## Your instructions
Please copy the stretch of rows below from the line containing "is green grass." through the line containing "[26,48,290,54]", word for word, with both of those lines included.

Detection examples

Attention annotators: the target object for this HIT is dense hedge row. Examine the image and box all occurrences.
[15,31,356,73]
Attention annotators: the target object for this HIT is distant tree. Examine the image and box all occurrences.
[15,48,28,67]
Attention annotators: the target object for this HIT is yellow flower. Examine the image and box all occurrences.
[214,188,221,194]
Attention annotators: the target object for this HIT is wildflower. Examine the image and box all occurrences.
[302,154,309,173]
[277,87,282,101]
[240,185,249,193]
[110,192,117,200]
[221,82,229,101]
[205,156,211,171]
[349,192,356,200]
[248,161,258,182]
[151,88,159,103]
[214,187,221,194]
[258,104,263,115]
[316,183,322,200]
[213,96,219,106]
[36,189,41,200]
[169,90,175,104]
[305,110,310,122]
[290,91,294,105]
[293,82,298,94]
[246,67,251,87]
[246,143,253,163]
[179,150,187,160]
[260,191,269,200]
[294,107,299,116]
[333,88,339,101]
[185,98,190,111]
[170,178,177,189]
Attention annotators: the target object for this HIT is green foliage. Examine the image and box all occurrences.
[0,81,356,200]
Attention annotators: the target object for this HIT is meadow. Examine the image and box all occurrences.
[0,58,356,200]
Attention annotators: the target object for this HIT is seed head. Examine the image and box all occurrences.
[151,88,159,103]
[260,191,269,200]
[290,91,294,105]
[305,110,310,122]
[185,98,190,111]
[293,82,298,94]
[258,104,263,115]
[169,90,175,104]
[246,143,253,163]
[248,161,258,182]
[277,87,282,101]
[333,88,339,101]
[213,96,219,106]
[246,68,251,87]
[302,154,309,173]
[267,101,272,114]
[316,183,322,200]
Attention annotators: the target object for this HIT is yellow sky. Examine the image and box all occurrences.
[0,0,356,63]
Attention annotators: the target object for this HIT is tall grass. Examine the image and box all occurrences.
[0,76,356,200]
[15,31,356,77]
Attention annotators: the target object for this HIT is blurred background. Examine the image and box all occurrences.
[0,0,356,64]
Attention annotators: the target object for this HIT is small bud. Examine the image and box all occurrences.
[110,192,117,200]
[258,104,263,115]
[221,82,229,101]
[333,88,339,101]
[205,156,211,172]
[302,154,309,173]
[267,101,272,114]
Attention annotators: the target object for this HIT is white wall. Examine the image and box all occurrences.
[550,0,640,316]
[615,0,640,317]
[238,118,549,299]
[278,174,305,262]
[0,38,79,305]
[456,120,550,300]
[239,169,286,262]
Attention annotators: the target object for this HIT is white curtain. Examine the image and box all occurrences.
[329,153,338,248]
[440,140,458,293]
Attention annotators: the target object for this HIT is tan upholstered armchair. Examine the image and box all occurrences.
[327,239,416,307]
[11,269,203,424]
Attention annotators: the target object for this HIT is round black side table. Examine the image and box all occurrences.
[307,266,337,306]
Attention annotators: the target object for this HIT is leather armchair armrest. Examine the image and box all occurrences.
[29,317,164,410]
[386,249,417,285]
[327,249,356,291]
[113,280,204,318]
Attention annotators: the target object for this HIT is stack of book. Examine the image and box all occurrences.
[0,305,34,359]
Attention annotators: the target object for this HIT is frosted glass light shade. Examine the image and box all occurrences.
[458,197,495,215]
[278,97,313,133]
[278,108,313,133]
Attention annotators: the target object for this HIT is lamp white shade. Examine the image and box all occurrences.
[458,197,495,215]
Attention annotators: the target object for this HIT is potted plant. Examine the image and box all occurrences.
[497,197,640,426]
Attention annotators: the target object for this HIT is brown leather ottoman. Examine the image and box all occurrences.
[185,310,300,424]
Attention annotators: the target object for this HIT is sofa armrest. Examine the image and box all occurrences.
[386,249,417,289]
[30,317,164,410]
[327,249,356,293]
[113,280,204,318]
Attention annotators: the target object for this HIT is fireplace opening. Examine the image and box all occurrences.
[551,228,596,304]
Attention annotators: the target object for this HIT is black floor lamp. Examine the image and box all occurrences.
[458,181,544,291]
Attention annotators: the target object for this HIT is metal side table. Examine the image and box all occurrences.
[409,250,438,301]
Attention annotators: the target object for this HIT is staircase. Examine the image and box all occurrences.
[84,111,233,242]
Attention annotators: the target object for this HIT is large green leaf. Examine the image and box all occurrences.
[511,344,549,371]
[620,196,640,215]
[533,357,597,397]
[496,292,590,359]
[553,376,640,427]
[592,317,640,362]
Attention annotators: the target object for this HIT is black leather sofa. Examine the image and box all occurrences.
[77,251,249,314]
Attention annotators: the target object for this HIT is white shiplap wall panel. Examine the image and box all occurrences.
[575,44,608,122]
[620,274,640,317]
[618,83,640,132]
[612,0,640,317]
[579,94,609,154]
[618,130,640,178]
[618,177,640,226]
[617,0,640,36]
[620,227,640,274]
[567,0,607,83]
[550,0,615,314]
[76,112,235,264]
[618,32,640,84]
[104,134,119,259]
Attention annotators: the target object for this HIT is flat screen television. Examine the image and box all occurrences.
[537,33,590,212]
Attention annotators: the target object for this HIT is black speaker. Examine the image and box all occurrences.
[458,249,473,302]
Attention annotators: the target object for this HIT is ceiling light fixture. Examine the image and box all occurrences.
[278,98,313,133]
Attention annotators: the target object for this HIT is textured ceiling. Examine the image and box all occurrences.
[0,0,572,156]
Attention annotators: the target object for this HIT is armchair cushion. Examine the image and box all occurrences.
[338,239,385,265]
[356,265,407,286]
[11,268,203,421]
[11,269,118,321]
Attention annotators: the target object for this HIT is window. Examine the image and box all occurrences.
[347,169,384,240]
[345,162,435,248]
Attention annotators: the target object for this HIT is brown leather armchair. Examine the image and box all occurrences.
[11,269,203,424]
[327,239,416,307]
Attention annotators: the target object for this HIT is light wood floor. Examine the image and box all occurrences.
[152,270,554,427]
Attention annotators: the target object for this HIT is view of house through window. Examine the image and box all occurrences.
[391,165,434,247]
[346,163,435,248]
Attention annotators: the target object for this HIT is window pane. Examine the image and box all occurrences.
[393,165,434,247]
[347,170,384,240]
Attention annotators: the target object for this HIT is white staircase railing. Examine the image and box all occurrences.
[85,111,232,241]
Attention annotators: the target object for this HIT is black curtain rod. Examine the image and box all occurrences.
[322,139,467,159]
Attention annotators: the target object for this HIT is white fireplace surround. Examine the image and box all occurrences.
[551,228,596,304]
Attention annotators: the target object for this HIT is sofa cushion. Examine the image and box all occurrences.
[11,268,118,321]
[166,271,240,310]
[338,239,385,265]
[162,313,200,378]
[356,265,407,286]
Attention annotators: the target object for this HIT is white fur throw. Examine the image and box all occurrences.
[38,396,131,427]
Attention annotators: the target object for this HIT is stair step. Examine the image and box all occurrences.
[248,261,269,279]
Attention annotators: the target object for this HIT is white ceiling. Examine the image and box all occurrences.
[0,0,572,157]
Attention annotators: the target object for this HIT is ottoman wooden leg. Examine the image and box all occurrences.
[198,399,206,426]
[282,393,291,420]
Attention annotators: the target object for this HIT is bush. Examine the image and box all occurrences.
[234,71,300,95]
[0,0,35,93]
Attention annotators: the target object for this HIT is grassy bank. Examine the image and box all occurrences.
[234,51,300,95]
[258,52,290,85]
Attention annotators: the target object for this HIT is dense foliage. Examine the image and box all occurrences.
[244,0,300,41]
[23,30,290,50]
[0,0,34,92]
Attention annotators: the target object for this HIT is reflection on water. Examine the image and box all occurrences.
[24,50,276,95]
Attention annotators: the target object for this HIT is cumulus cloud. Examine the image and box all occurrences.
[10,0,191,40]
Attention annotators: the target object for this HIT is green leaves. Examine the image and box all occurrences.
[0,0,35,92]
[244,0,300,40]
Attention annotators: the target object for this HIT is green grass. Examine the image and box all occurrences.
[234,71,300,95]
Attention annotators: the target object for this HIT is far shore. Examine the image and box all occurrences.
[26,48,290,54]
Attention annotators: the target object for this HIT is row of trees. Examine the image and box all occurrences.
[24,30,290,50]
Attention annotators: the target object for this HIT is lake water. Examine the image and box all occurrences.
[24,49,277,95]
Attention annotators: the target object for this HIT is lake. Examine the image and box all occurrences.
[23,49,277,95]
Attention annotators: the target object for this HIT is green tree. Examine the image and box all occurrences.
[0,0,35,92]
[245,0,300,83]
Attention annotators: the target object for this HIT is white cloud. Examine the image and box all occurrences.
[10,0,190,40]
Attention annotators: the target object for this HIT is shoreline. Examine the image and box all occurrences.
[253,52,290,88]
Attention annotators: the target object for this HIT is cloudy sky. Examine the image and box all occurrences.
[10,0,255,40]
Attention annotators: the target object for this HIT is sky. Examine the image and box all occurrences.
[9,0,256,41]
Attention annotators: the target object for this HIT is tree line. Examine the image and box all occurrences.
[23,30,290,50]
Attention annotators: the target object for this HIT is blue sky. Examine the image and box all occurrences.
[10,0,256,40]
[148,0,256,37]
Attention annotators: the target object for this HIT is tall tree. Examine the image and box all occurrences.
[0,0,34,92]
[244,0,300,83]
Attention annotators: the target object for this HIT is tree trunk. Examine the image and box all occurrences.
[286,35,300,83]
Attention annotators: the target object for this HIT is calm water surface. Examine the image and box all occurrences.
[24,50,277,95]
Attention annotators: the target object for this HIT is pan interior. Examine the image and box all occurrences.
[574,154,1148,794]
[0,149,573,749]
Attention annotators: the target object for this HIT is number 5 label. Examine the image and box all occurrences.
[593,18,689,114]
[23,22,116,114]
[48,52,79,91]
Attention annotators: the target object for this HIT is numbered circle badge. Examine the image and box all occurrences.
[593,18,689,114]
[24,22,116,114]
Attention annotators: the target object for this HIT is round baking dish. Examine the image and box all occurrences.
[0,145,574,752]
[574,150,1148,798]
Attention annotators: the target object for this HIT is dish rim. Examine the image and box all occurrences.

## Correct result
Attention annotators: the target object for this HIT is green grass. Examine the image and box all occurrences.
[234,71,300,95]
Attention annotators: the target object for this HIT is far shore. Examine the image and box all occurrences.
[26,48,290,54]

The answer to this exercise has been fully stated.